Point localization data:
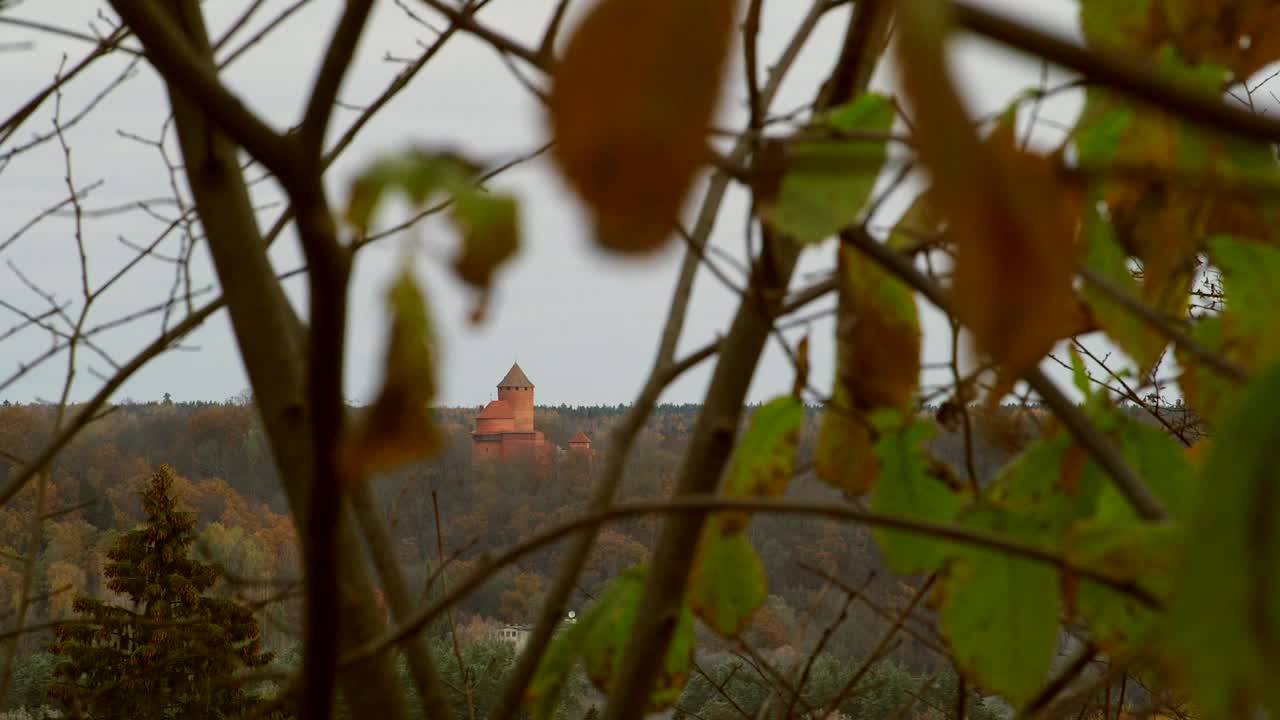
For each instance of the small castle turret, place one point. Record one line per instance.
(516, 391)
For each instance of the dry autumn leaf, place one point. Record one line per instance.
(630, 105)
(1011, 222)
(877, 367)
(398, 427)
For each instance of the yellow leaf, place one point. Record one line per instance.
(630, 105)
(1010, 220)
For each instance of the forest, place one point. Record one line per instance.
(447, 514)
(967, 311)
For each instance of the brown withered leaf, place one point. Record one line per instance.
(630, 105)
(1011, 220)
(398, 427)
(877, 367)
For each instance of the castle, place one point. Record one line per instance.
(506, 425)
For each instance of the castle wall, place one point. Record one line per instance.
(494, 425)
(484, 447)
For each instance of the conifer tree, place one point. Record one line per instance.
(172, 654)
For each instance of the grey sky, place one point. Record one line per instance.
(583, 324)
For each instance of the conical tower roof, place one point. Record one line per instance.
(515, 378)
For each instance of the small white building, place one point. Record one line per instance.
(515, 634)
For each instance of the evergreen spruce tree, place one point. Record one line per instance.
(172, 654)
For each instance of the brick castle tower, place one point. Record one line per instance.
(506, 425)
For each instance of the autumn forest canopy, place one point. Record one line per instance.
(1020, 463)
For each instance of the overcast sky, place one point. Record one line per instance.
(583, 324)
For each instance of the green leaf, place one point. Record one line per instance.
(728, 582)
(554, 669)
(400, 427)
(612, 621)
(1128, 551)
(828, 181)
(1160, 460)
(1249, 272)
(1244, 332)
(764, 459)
(1232, 569)
(1000, 611)
(490, 233)
(1048, 484)
(877, 367)
(915, 226)
(908, 487)
(416, 173)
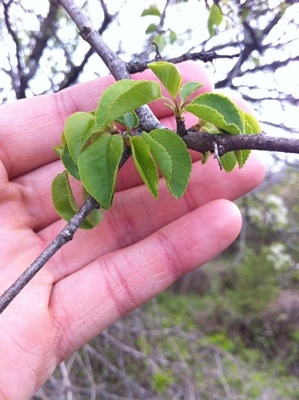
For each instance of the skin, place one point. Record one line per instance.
(141, 247)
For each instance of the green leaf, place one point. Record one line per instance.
(251, 124)
(160, 41)
(77, 130)
(160, 155)
(130, 120)
(242, 156)
(98, 166)
(69, 163)
(96, 215)
(168, 74)
(125, 96)
(181, 163)
(251, 127)
(173, 37)
(152, 10)
(145, 164)
(228, 161)
(151, 28)
(187, 89)
(215, 19)
(64, 201)
(218, 110)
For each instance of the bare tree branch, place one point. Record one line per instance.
(72, 76)
(195, 140)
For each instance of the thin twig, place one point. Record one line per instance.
(116, 65)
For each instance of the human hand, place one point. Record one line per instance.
(139, 249)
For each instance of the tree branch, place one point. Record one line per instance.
(195, 140)
(116, 66)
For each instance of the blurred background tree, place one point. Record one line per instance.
(219, 332)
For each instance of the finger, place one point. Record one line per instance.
(30, 128)
(88, 301)
(136, 214)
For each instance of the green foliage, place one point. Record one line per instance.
(218, 110)
(160, 381)
(177, 171)
(187, 90)
(92, 147)
(98, 166)
(215, 19)
(169, 75)
(152, 10)
(124, 96)
(145, 164)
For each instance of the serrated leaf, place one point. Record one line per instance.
(218, 110)
(125, 96)
(228, 161)
(151, 28)
(160, 155)
(96, 215)
(64, 201)
(168, 74)
(180, 160)
(187, 89)
(152, 10)
(69, 163)
(77, 130)
(130, 120)
(173, 37)
(145, 164)
(215, 19)
(251, 124)
(242, 156)
(160, 41)
(98, 167)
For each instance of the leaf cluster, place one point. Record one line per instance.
(93, 143)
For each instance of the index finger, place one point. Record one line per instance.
(30, 128)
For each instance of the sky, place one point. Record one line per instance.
(189, 21)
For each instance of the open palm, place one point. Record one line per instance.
(139, 249)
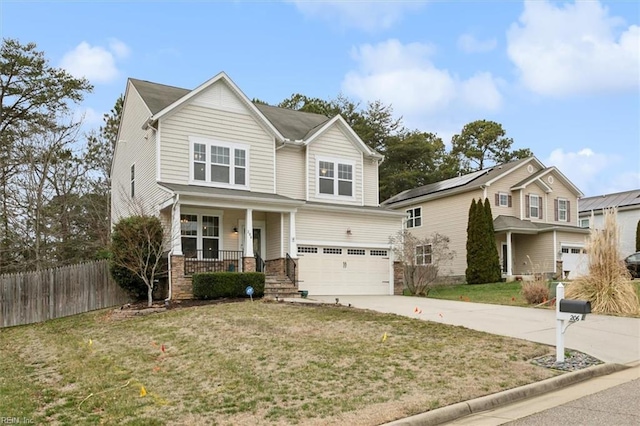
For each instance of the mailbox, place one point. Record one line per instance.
(575, 306)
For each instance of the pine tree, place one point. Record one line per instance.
(492, 263)
(472, 272)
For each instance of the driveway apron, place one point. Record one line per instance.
(608, 338)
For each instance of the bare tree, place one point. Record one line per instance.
(423, 259)
(137, 247)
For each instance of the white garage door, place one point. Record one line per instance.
(343, 271)
(574, 262)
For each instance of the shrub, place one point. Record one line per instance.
(535, 292)
(213, 285)
(136, 259)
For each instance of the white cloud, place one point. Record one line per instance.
(364, 15)
(469, 44)
(585, 169)
(405, 77)
(568, 49)
(96, 63)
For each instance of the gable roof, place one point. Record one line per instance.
(618, 199)
(294, 125)
(510, 223)
(157, 96)
(287, 125)
(468, 182)
(291, 124)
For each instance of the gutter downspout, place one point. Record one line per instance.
(173, 211)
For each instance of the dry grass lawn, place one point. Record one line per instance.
(251, 363)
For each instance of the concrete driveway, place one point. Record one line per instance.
(610, 339)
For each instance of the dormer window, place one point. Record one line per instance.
(503, 199)
(335, 177)
(219, 163)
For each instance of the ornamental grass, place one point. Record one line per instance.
(608, 284)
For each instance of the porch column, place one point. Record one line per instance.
(293, 246)
(176, 243)
(248, 234)
(509, 260)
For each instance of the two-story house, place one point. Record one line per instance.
(535, 217)
(627, 205)
(241, 186)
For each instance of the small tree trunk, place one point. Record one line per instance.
(149, 295)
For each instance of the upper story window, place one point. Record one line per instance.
(414, 217)
(133, 180)
(503, 199)
(200, 236)
(533, 206)
(423, 255)
(562, 210)
(335, 177)
(219, 163)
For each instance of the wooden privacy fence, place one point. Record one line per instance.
(31, 297)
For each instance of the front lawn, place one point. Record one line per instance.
(251, 363)
(495, 293)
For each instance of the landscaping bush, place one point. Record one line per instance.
(535, 292)
(213, 285)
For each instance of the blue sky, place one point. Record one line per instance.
(563, 78)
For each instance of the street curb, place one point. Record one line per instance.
(484, 403)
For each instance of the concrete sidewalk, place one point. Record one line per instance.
(612, 399)
(610, 339)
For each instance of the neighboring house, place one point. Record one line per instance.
(627, 205)
(535, 217)
(240, 186)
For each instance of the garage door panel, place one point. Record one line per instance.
(348, 273)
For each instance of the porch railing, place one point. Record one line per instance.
(290, 268)
(220, 261)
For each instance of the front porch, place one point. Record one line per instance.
(217, 238)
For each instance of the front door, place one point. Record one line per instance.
(504, 258)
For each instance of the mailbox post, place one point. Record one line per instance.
(567, 312)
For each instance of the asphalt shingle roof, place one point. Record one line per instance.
(293, 125)
(461, 183)
(619, 199)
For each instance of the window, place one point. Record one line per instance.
(356, 252)
(331, 251)
(133, 180)
(330, 183)
(219, 163)
(423, 255)
(503, 199)
(200, 236)
(303, 249)
(534, 208)
(562, 210)
(414, 217)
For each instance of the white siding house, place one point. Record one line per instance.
(242, 186)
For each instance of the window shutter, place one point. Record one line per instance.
(539, 207)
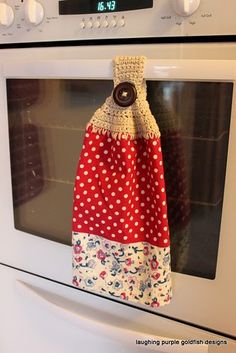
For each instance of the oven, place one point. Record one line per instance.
(55, 71)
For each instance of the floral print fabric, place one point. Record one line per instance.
(137, 272)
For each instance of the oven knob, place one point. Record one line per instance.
(34, 12)
(185, 7)
(82, 24)
(6, 15)
(97, 24)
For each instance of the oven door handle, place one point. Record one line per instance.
(69, 311)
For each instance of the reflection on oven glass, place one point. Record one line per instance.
(194, 120)
(47, 119)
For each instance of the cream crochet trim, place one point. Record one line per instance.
(131, 122)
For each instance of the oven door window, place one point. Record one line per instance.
(47, 119)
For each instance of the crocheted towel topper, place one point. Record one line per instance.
(120, 235)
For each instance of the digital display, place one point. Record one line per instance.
(106, 6)
(79, 7)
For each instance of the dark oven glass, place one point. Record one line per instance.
(47, 119)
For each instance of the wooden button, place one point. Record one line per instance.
(125, 94)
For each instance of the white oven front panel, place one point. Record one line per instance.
(37, 21)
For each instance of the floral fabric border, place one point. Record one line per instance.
(137, 272)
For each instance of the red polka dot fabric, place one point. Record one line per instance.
(120, 190)
(120, 234)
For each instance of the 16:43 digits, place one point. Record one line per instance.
(106, 6)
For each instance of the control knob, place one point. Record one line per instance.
(6, 15)
(34, 12)
(185, 7)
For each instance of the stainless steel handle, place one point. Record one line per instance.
(64, 307)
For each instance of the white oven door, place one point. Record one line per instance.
(44, 106)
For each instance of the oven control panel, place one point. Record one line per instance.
(25, 21)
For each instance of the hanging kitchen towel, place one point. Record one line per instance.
(120, 228)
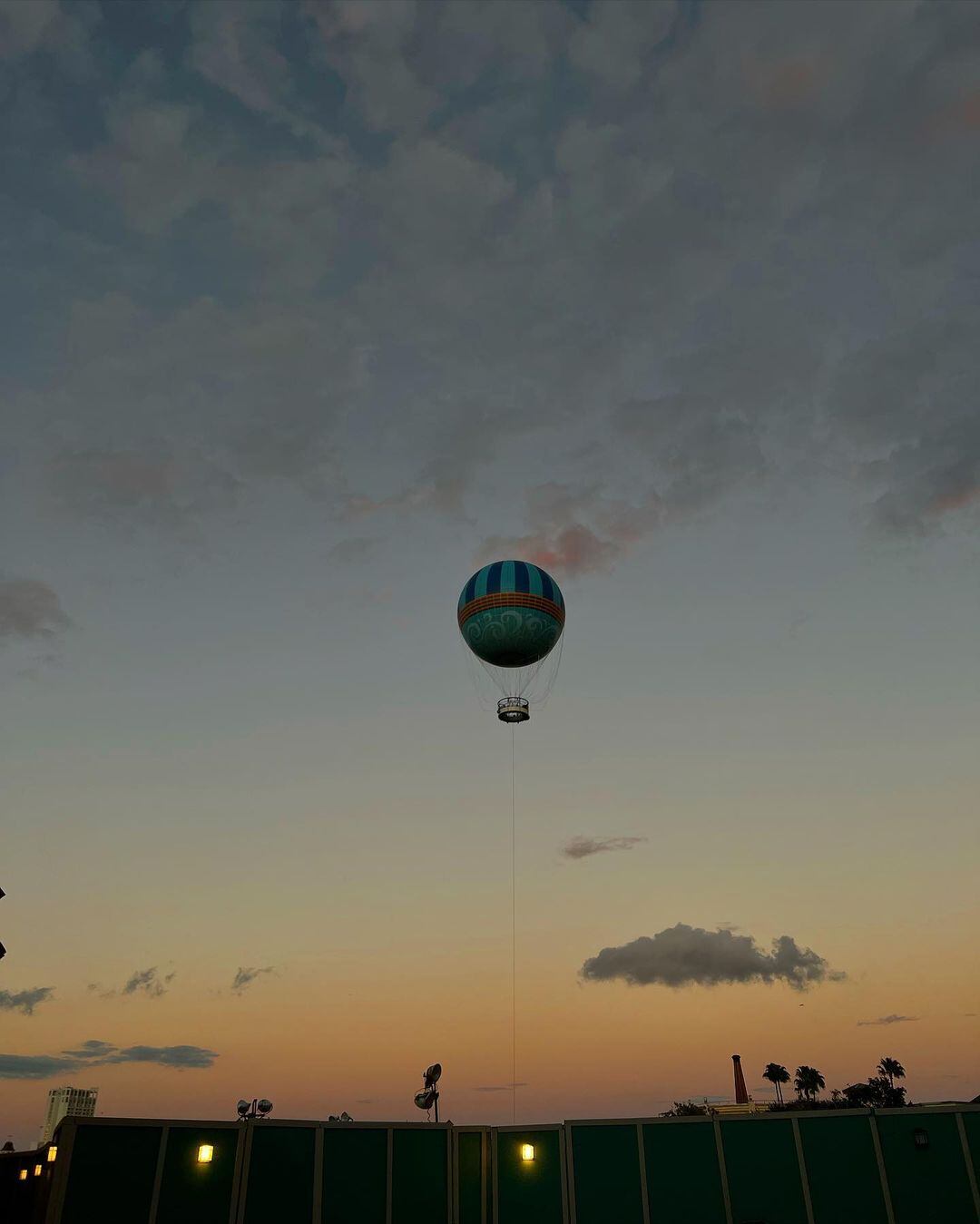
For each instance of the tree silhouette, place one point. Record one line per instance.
(777, 1076)
(892, 1070)
(808, 1082)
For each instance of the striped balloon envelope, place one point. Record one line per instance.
(510, 613)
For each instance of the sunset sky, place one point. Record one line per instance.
(309, 308)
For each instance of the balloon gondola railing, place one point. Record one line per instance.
(513, 709)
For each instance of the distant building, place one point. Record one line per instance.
(64, 1102)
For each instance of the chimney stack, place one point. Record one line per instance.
(741, 1096)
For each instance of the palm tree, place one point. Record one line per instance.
(777, 1076)
(808, 1082)
(892, 1070)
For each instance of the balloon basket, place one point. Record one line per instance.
(513, 709)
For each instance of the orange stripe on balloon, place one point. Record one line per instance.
(509, 600)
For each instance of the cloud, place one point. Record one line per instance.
(24, 1000)
(425, 216)
(148, 982)
(886, 1020)
(91, 1049)
(583, 847)
(94, 1053)
(30, 609)
(243, 978)
(681, 956)
(35, 1066)
(181, 1056)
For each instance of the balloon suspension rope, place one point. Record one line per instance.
(513, 947)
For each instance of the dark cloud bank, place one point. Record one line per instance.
(681, 956)
(710, 246)
(30, 609)
(98, 1054)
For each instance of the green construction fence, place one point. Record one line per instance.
(914, 1165)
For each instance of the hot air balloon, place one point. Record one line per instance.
(512, 614)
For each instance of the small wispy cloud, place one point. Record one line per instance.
(245, 977)
(24, 1000)
(148, 982)
(583, 847)
(886, 1020)
(30, 609)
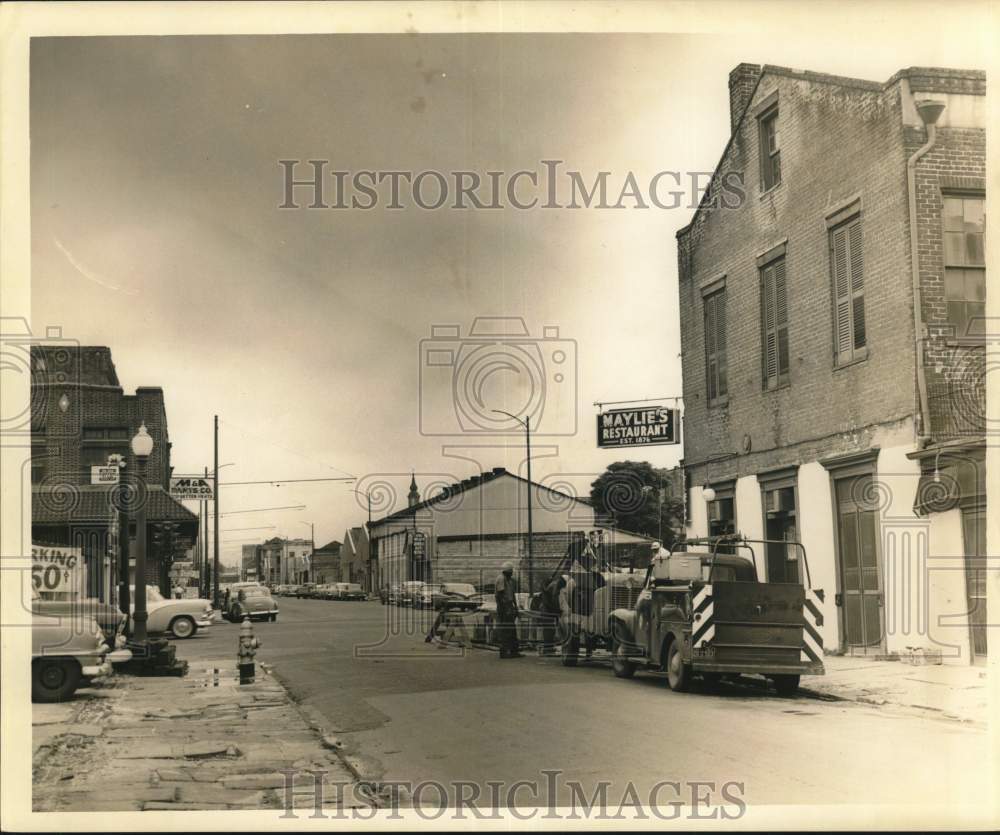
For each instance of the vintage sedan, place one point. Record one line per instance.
(110, 619)
(64, 655)
(181, 618)
(254, 602)
(348, 591)
(449, 596)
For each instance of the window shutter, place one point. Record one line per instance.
(842, 292)
(781, 317)
(770, 337)
(720, 341)
(857, 285)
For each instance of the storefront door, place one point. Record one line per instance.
(860, 577)
(974, 531)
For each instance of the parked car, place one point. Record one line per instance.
(180, 618)
(109, 618)
(63, 656)
(254, 602)
(350, 591)
(409, 592)
(449, 595)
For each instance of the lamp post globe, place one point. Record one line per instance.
(142, 443)
(142, 447)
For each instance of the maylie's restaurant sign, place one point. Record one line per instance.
(638, 427)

▸ **Exercise instructions**
Restate word for word only the lines that run from the line holding "For each instance of the distant" to the end of the data, both ends kept, leaving every picture out.

▸ **Solution below**
For each instance of the distant building, place one point. Record one line per instance.
(64, 1102)
For each instance of the chimney stack, place one point. Record one line per instance.
(741, 1096)
For each instance of the palm tree, place one point. Record one line per instance.
(777, 1076)
(808, 1082)
(892, 1070)
For each instance of the balloon basket, place one point. Record one line per instance.
(513, 709)
For each instance of the orange stripe on balloon, place one point. Record one line per instance.
(509, 600)
For each instance of the cloud, place one point. Record one line per instance.
(24, 1000)
(425, 216)
(148, 982)
(886, 1020)
(91, 1049)
(583, 847)
(94, 1053)
(30, 609)
(243, 978)
(681, 956)
(35, 1066)
(181, 1056)
For each instance of the balloon suspension rope, place one point. Record one line per instance.
(513, 947)
For each instance of the dark cloud bank, place one point. Record one line per instance.
(681, 956)
(710, 246)
(30, 609)
(98, 1054)
For each instance of the green construction fence, place one point. Record one line per instance.
(914, 1165)
For each instance of the hot air balloon, place one point. Record one line per instance.
(512, 614)
For each instance of the small wispy cloud, place one point. Record one line per instance.
(245, 977)
(24, 1000)
(148, 982)
(583, 847)
(886, 1020)
(30, 609)
For each instance of the vintage sedan, place one point. Record one line per instance.
(110, 619)
(64, 655)
(181, 618)
(254, 602)
(348, 591)
(449, 596)
For each instance of the window shutter, place one point. Record one line per instance.
(842, 292)
(781, 317)
(770, 337)
(720, 341)
(857, 285)
For each instance of the storefront door, place one point. Record one line per instance.
(860, 577)
(974, 531)
For each instance of the parked car, place one point. Record one line per instance.
(180, 618)
(109, 618)
(63, 656)
(254, 602)
(350, 591)
(409, 592)
(449, 595)
For each instance of the lamp post globe, place one point. Record one line per instance.
(142, 443)
(142, 447)
For each instance of the maylie's restaurant sign, place one point. Record one line per instance.
(638, 427)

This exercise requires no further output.